**Extracted material**
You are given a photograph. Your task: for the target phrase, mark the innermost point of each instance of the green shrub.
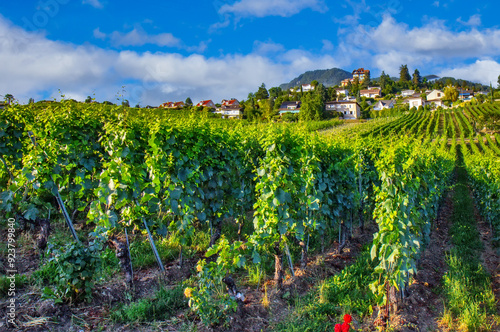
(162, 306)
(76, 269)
...
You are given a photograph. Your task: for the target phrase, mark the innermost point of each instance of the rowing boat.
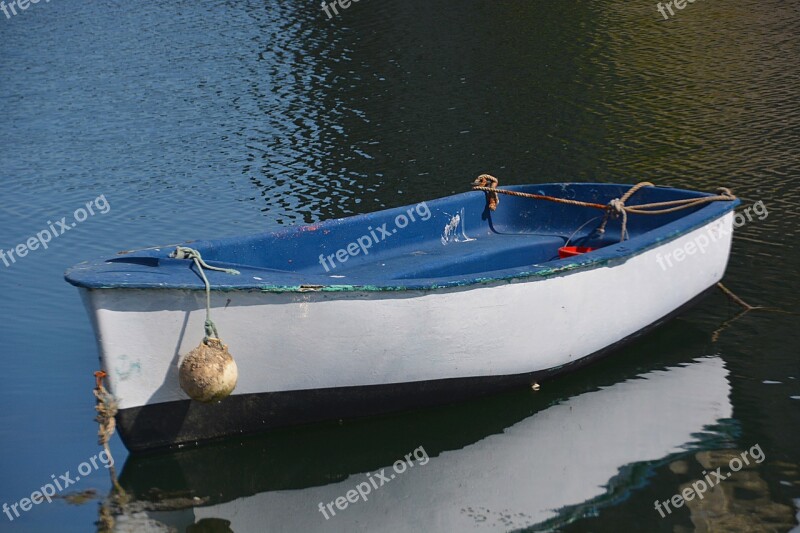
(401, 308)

**Instructions for the task**
Count the lines in the items above that contain the word "photograph", matching case exactly, and give only the number.

**Task result**
2